Passage to read:
Keywords

Out-of-school places of learning and the cooperation with experiential education offers have been repeatedly tested in philosophy and ethics classes. However, there is a lack of valid studies on the acceptance, relevance and efficiency of such formats. Quantitatively robust and socially representative cohorts, pre- and post-testing, as well as comparison and intervention groups would be required. In addition, numerous confounding variables, such as teacher personality or the affinity of classes for experiential formats, will be difficult to address.

Nevertheless, there are empirical values that can be used to mirror subsequent studies. Over the past 15 years, I have conducted and evaluated corresponding excursions with pupils, students and teachers from Hamburg, Mainz, Berlin and Saxony. The tested experience formats and learning locations were as diverse as the topics of philosophy. They ranged from easy-to-organize night hikes to excursions lasting several days to other German states. Purely observational tasks, such as studying football fans in Mainz and Pegida marches in Dresden, alternated with visits to memorials and juvenile detention centers, as well as outdoor activities, such as canoeing on northern German lakes or climbing in Saxon Switzerland. The emotional quality of the encounters was also varied. They ranged from team building in a climbing garden to visits to a hospice. The type of cooperation partners ranged from martial arts trainers to professional memorial site educators. To illustrate the limited replicability, I will take the liberty of mentioning the most impressive seminar in this series. In the summer semester of 2015, my students and I enjoyed the privilege of accompanying and mentoring survivors of the Sachsenhausen concentration camp for 3 days on the occasion of the 70th anniversary of the liberation.

Recorded data:
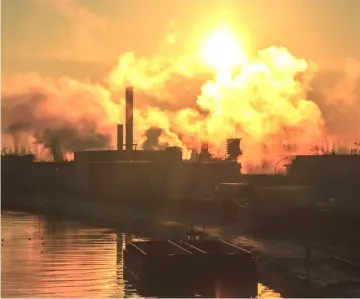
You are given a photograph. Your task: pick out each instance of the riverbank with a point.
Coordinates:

Your tasks:
[1] According to the passage on out-of-school learning in philosophy and ethics classes, how many days did the students spend accompanying survivors of the Sachsenhausen concentration camp?
[2] Continue the passage on out-of-school learning in philosophy and ethics classes, starting right after its final sentence.

Task-by-task answers:
[1] Three days.

[2]
Unfortunately, no uniform evaluation instrument was used to evaluate all of these trials. In the first years, students awarded points according to the target model. Later, the classic teaching evaluations of different universities were used. A specially tailored evaluation model was not developed until the dissertation of Ms. Helena Graf. Nevertheless, it was always asked whether the repetition of the excursion was recommended, whether the excursion was seen as a personal gain and whether the excursion was also seen as a professional enrichment. The approval rate for the three categories was between 65% and 100%. It is noticeable that the first two categories (repetition and personal gain) generally received higher levels of agreement than the question about professional added value. The former ranged between 85% and 100% while 65–95% of the respondents confirmed a professional added value.

Two interpretations seem worth examining:

  1. 1.

    The personal added value is de facto higher than the professional philosophical added value.

  2. 2.

    The subject-philosophical added value exists to the same extent, but is not realized to the same degree by the respondents.

In addition, reference must be made to the low validity of the surveys and the only limited comparability. The size of the cohorts was as varied as the emotional and intellectual challenges of the excursion sites. Sometimes there were eight, sometimes 54 participants. Control groups pursuing the same questions at the same time without a field trip were not used, nor were pre-/post-tests. Numerous field trips were used as entrance points to specific problem areas, or to apply previously developed specified knowledge. It seems obvious that the participants in these formats would have a lower appreciation of the added value of specialized knowledge than those who worked on specialized philosophical content on site. All these biases should be minimized in subsequent studies. Nevertheless, some confounding variables, such as teacher personality or current events, will be difficult to neutralize.

The following table provides an overview of previous cooperation experiences. All listed examples fulfil the following criteria:

  1. 1.

    Active testing with students and/or pupils

  2. 2.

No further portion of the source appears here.